**PROBLEM DESCRIPTION:** Present every line of the entries below as a numbered list, one line per item, leaving out any blank lines.

**SUPPLIED INFORMATION:**
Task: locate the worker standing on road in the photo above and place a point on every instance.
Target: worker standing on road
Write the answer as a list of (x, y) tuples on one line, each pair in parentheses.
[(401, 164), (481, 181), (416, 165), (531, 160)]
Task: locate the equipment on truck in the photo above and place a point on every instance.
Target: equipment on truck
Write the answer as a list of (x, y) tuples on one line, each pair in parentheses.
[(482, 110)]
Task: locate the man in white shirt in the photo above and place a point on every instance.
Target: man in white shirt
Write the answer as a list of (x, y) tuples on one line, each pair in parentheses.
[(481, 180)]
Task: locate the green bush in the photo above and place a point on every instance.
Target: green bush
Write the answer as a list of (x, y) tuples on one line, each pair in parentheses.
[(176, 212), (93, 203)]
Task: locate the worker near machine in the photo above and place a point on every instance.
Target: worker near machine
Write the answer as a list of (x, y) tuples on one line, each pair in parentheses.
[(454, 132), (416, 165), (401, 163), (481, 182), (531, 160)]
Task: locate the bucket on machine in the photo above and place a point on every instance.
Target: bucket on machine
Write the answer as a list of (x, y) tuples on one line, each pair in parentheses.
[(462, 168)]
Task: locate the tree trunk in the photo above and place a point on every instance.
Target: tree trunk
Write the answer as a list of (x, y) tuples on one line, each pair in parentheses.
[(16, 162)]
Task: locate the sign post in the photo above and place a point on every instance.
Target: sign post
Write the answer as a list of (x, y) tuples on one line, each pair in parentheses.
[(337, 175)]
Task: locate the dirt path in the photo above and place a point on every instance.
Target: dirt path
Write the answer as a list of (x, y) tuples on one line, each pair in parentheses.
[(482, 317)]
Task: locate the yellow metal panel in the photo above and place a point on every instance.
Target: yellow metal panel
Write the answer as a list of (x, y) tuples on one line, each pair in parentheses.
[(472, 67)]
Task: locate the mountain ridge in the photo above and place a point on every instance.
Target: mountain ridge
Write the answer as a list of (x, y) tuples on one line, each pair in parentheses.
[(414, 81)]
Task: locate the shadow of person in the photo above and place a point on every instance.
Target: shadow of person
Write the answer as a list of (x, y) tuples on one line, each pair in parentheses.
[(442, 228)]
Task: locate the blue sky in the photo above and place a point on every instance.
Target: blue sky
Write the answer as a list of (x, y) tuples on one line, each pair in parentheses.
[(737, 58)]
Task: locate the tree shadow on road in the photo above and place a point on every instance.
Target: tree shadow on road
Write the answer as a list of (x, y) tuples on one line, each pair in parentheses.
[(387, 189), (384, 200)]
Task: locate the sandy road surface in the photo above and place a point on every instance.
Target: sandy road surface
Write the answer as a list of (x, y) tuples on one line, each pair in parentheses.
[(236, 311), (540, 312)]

**ANSWER TO THIS TASK:**
1. Task: locate the worker standing on road in the photo above and place a point on every instance.
2. Target: worker standing on road
3. Write the answer as a list of (x, y) tuples on one line, each pair in parentheses.
4. [(401, 164), (481, 181), (416, 165), (531, 160)]
5. Task: locate the equipment on truck in the photo above and place a point on every instance.
6. Target: equipment on truck
7. Write the answer as a list of (x, y) tuples on one line, each pair in parentheses.
8. [(482, 110)]
9. Task: locate the man in white shirt in the photo above and place a point on every instance.
10. Target: man in white shirt
11. Write the answer as a list of (x, y) tuples on one line, each pair in parentheses.
12. [(481, 180)]
13. Task: locate the green bush in the photo above and place a point on every instance.
14. Target: green bush
15. Write the answer as a list of (x, y) tuples on one line, each pair in parentheses.
16. [(176, 212), (93, 203)]
17. Task: locate the worker near machine in the photo above and place a point on every instance.
18. Target: worker near machine
19. Write the answer as a list of (x, y) tuples on one line, each pair in parentheses.
20. [(454, 132), (416, 165), (401, 163), (481, 182), (531, 160)]
21. Task: locate the bucket on machine in the photo above and place a point on every instance.
22. Target: bucket on machine
23. Write the answer as a list of (x, y) tuples on one line, each pair in parentheses.
24. [(462, 168)]
25. Task: locate the tree trunk in the photo above and place a point on every instance.
26. Target: tree trunk
27. Write the answer as a list of (x, y) tuples on one line, each pair in parentheses.
28. [(16, 162)]
29. Task: locate the sign post in the photo above and place a point on every instance.
30. Target: sign post
31. Write the answer as a list of (x, y) tuples on one line, each pair in parentheses.
32. [(337, 175)]
33. Task: locate the dirt path in the photo above and place a point on every instance.
34. Target: dirt path
35. Write the answer as a list of (x, y) tuples on one line, each pair in parentheses.
36. [(482, 317)]
37. Task: locate the yellow metal panel in the photo above and place a point on every instance.
38. Target: yellow metal panel
39. Write the answer as a list of (x, y) tuples on one line, each pair in parentheses.
40. [(472, 67)]
41. Task: locate the mountain ridge in the photo above and place a point on every instance.
42. Target: mountain ridge
43. Write the answer as a list of (x, y) tuples on one line, each pair in parentheses.
44. [(414, 81)]
45. Task: locate the shadow of person in the photo above and place a point on every instance.
46. Target: shadow of person
47. Write the answer as a list of (x, y) tuples on one line, each pair in parentheses.
48. [(442, 228)]
49. Task: locate the blue sky in the photo above and place a point on every instance.
50. Target: blue sky
51. Write the answer as a list of (x, y) tuples on one line, each pair in parentheses.
52. [(737, 58)]
53. Task: locate the tree shadow on road in the photo above and place a point on every instance.
54. Target: tree shadow on road
55. Write the answer as a list of (x, y) tuples on one line, each pair in parentheses.
56. [(387, 189), (384, 200)]
57. Task: locate the sandy road surface in the photo above and place a point on every instance.
58. Target: sandy road surface
59. Write the answer as a list of (x, y) tuples on one line, each pair in parentheses.
60. [(236, 311), (540, 312)]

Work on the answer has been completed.